> _WORK TO BE COMPLETED_:
Print every entry exactly as written.
---*---
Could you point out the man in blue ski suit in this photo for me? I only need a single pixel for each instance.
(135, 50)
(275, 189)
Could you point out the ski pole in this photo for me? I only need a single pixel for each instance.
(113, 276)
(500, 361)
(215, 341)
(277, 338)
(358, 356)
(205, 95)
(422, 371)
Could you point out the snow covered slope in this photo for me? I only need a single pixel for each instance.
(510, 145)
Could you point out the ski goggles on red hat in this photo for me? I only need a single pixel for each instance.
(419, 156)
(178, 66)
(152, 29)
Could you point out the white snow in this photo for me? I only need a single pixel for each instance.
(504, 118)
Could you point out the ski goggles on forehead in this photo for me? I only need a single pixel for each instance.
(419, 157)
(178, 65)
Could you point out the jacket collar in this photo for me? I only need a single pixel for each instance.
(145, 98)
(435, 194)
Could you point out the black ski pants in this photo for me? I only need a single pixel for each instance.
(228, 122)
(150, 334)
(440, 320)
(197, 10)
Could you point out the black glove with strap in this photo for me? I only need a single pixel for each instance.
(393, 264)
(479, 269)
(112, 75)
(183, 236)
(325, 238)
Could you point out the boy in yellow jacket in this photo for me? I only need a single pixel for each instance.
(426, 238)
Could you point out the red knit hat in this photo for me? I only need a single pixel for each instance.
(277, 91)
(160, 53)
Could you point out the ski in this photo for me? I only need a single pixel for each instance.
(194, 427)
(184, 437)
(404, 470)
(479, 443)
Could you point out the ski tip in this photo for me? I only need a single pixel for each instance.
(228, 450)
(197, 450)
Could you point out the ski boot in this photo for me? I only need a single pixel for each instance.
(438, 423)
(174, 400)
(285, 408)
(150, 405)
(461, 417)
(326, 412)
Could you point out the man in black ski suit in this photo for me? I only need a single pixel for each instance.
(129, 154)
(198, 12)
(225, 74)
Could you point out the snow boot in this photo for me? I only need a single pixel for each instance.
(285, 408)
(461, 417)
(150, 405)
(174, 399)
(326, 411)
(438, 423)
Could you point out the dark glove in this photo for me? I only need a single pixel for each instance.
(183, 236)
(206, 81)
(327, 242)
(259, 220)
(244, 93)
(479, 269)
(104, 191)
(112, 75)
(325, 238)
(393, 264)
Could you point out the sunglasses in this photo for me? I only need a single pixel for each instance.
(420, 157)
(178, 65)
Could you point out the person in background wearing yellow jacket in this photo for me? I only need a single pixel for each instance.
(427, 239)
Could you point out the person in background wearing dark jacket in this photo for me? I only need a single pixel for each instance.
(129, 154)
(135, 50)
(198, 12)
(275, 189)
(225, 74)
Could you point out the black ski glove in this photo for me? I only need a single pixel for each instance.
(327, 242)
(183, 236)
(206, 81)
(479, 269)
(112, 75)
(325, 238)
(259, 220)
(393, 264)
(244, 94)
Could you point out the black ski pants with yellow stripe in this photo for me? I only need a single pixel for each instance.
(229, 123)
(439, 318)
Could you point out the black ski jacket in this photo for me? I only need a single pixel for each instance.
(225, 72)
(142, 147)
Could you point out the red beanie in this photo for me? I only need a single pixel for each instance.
---*---
> _EXERCISE OUTPUT_:
Could you point out the man in blue ski suit in this photo for me? I only need a single pixel for each instance.
(135, 50)
(275, 189)
Could you point out the ski pole in this photo for me? I only need a single pixel for each instance.
(113, 276)
(500, 361)
(215, 341)
(277, 338)
(358, 356)
(205, 95)
(422, 371)
Could you point out the snow covered slope in this photo for me? I only need a single pixel for each instance.
(510, 145)
Could you point out the ski goggles on red hat in this photo for me? I only need a single pixel for each instance.
(419, 156)
(178, 66)
(152, 29)
Could you point out the white snow in this photo for me? I only need a single pixel for each instance.
(504, 118)
Could you point out the ski goggles on forehead in this photo for me? I only need a single pixel for each instance.
(419, 157)
(178, 65)
Could you point out the jacket collar in this photo for me? I only need a single pixel for each instance.
(145, 98)
(435, 194)
Could you point out the black ski pants in this photo for me? I only need a single pixel for each instance.
(228, 122)
(150, 334)
(440, 320)
(197, 10)
Could you point out the black glove with strap in this photo for me? I only need a single pixel for each instance.
(393, 264)
(479, 269)
(112, 75)
(183, 236)
(325, 238)
Could you point out the boy in yellow jacket in this photo for me? I only need a single pixel for each instance.
(426, 238)
Could you point out the red knit hat in this photo for me? I only need a single pixel for each instance.
(277, 91)
(160, 53)
Could you point out the ski in this photo for me? I only need a single pixel for each instance.
(194, 427)
(184, 437)
(404, 470)
(479, 443)
Could you point out the ski tip in this photo for me? I only need a single pixel for each instance.
(228, 450)
(197, 450)
Could you point out the ski boot in this photo for me? I only need a single pixel for each instance.
(438, 423)
(174, 400)
(285, 408)
(150, 405)
(461, 417)
(326, 412)
Could you point out the man in black ski suit in this photo for me? I only need a single pixel for each instance.
(129, 154)
(198, 12)
(225, 74)
Could you point out the snow boot in this photo for me? I only need a single pixel for each instance.
(285, 408)
(461, 417)
(150, 405)
(174, 399)
(326, 411)
(438, 423)
Could you point out the dark glove in this photo for me? I only need a single pixel for each instance.
(183, 236)
(206, 81)
(327, 242)
(259, 220)
(244, 93)
(479, 269)
(104, 191)
(112, 75)
(325, 238)
(393, 264)
Could you point out the sunglasses in this photo for me? I only need a single pixel for each instance.
(420, 157)
(178, 65)
Could you point out the person in background wearing yellow jacket in this photo for me? I only need a single pixel for each instance.
(427, 239)
Could you point out the person in background wearing dark jacket in this photo for me? I only need a single pixel for each instance.
(129, 154)
(135, 50)
(198, 12)
(275, 189)
(225, 74)
Could you point out the black ski glove in this photo for me? I only need a single pixel for each instance.
(327, 242)
(183, 236)
(206, 81)
(479, 269)
(112, 75)
(325, 238)
(259, 220)
(393, 264)
(244, 94)
Could you point out the black ski pants with yellow stripe in this photo for me? I only need a single pixel for each instance.
(229, 123)
(439, 318)
Could you point out the black ski jacket in this photo for me? I only need a single pixel for each instance.
(225, 72)
(142, 147)
Could you point out the red beanie in this photo for me? I only need a single pixel for each instance.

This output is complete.